#### [Text passage]

↓↓↓

Nearly 1,000 Washington Inmates Will Be Released To Make Room For More Social Distancing

Nightfall at the Monroe Correctional Complex on Wednesday, November 29, 2018. Two units at the prison are currently on "precautionary quarantine." CREDIT: Megan Farmer/KUOW
The sun sets on Wednesday, November 29, 2018, at the Monroe Correctional Facility. KUOW Photo/Megan Farmer



Gov. Jay Inslee announced Monday that Washington state intends to release up to 950 inmates confined in Washington state prisons — a reduction of about 6 percent, based on 2019 inmate numbers.

Inslee said the first group of inmates would be released within days.

“Everyone in the state of Washington is at some risk for this,” he said. “All of us should pitch in to try to reduce it. That’s what we’re doing for our incarcerated individuals.”

Inslee spoke during a media gathering to announce a new Supreme Court justice on Monday.

Inslee and the Washington State Department of Corrections released their emergency plan to keep inmates safe from COVID-19 on Monday, after a back-and-forth of lawsuit responses between the state and Columbia Legal Services.

Columbia Legal Services had filed a petition in April, with the Washington Supreme Court on behalf of incarcerated petitioners. It called for the prompt release of thousands of prisoners to prevent the further spread of COVID-19 behind bars.

As of April 10, 2020, the department has tested 237 inmates and has had 179 negative results, 8 positive results. Fifty test results are pending.

According to the department of corrections, the people tested have been isolated. As of April 10, 161 inmates remain in isolation.

Another 912 others are in quarantine.

While the plan is to release nearly 1,000 inmates, families worry it isn’t enough to allow the social distancing throughout all state facilities.

“It still will not be enough to follow the social distance guidelines and most inmates will still have a cell buddy,” said Amanda Kinsley, whose fiance is in the medium security part of the Monroe Correctional Complex. “This virus will continue to spread until … it’s one inmate per cell.”

Kinsley has been communicating with her fiance on a regular basis. He’s described to her a fear that has come over inmates, as more cases of COVID-19 are confirmed at the prison complex. There are at least seven cases among inmates at Monroe.

A former Monroe inmate, who asked not to be named, said the governor should expedite the release of inmates, and not let the bureaucratic process of the department of corrections get in the way.

“Look at all the cases, not just the inmates with non-violent and drug offenses,” he said. “It doesn’t represent our communities, (black and brown) communities disproportionately incarcerated.”

Targeting only non-violent and vulnerable inmates with a nearing release date means leaving out inmates who have served years of their sentence.

↑↑↑

#### [Activity list]
A. Answer these questions from the article on Washington's prison release plan, one line per answer:
(i) Up to how many inmates does the state intend to release?
(ii) As of April 10, 2020, how many inmates had positive test results?
(iii) Which organization filed a petition with the Washington Supreme Court in April?
B. Write the next few paragraphs of the news article on Washington's prison release plan, starting after its final sentence.

#### [Supplied material]
↓↓↓

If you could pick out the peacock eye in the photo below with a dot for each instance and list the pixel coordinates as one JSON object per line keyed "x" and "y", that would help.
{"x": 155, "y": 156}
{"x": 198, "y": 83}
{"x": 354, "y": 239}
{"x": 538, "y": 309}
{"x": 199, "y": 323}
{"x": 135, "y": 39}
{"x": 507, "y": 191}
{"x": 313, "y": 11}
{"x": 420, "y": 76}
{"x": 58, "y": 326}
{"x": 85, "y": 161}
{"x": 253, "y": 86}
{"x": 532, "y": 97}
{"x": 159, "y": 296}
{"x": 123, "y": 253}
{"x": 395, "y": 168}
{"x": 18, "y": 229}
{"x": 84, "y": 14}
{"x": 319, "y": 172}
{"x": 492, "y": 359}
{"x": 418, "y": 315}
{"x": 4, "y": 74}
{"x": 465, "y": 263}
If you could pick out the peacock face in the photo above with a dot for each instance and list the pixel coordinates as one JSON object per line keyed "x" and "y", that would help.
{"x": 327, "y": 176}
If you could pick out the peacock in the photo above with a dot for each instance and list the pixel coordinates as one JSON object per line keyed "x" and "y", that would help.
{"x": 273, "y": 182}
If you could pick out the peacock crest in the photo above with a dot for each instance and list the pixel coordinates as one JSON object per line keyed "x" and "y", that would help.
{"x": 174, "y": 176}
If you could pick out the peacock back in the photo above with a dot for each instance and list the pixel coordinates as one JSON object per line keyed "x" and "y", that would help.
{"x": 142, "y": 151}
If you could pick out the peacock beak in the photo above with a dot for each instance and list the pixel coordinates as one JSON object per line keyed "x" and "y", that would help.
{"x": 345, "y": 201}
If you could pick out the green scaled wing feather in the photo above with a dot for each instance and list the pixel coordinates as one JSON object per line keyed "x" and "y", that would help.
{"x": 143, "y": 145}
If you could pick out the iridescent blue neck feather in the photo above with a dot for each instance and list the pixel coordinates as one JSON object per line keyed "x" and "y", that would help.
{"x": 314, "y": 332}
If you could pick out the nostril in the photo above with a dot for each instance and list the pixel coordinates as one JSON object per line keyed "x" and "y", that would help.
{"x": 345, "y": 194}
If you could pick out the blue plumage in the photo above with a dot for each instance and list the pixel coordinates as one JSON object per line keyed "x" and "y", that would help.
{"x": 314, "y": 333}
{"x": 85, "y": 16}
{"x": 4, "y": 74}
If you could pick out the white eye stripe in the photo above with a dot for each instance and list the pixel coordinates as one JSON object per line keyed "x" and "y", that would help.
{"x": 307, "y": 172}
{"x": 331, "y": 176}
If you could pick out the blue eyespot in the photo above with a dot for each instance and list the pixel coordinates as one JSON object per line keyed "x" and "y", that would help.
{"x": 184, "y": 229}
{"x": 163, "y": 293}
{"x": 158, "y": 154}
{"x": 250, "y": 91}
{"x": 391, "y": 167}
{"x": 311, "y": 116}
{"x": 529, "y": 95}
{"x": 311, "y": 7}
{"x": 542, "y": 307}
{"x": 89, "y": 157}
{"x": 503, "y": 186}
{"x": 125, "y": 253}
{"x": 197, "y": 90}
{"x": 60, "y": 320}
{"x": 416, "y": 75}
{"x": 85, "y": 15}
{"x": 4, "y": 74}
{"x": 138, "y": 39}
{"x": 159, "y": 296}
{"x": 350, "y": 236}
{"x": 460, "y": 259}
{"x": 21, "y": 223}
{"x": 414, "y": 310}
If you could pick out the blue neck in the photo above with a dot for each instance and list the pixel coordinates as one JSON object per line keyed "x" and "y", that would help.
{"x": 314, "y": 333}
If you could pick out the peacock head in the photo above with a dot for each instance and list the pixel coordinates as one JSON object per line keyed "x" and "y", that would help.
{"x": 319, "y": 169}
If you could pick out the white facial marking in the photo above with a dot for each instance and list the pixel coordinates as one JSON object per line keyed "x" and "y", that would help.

↑↑↑

#### [Responses by item number]
A.
(i) Up to 950 inmates.
(ii) 8 inmates.
(iii) Columbia Legal Services.

B.
Jaime Hawk, of the ACLU’s Washington Campaign for Smart Justice, called the plan a helpful first step, but said it doesn’t remove the dangers of COVID-19 for incarcerated people in Washington state.

“We urge the governor and the Department of Corrections to do more to reduce state prison populations, which is the only way to follow the advice of public health experts and keep those living and working in our correctional facilities safe,” he said.

The Monroe coronavirus cases have led to a prisoner protest over a lack of social distancing, masks and cleaning supplies. They refused to return to their cells, and set off fire extinguishers on April 8. No one was injured.

On the heels of this protest, Columbia Legal filed an emergency motion with the Washington Supreme Court — on behalf of inmate petitioners — and asked the court to address the Department of Corrections COVID-19 response.

According to the state’s emergency plan, all Washington prisons will need plans to ensure staff and inmates wear face coverings, provide no-cost soap bars to inmates, and sterilize N95 face masks for reuse.

The COVID-19 emergency plan notes correctional industries manufacturing gowns, face shields, hand sanitizer, and masks.

The state’s plan will target people for release who are:

• Non-violent inmates, both vulnerable and non-vulnerable, who have a release date within 75 days.

• Non-violent inmates and vulnerable inmates who have a release date in 2 to 6 months. They will be released through a re-entry planning process.

• Non-violent inmates and vulnerable inmates who have a release date in 6 to 8 months, with an approved release plan.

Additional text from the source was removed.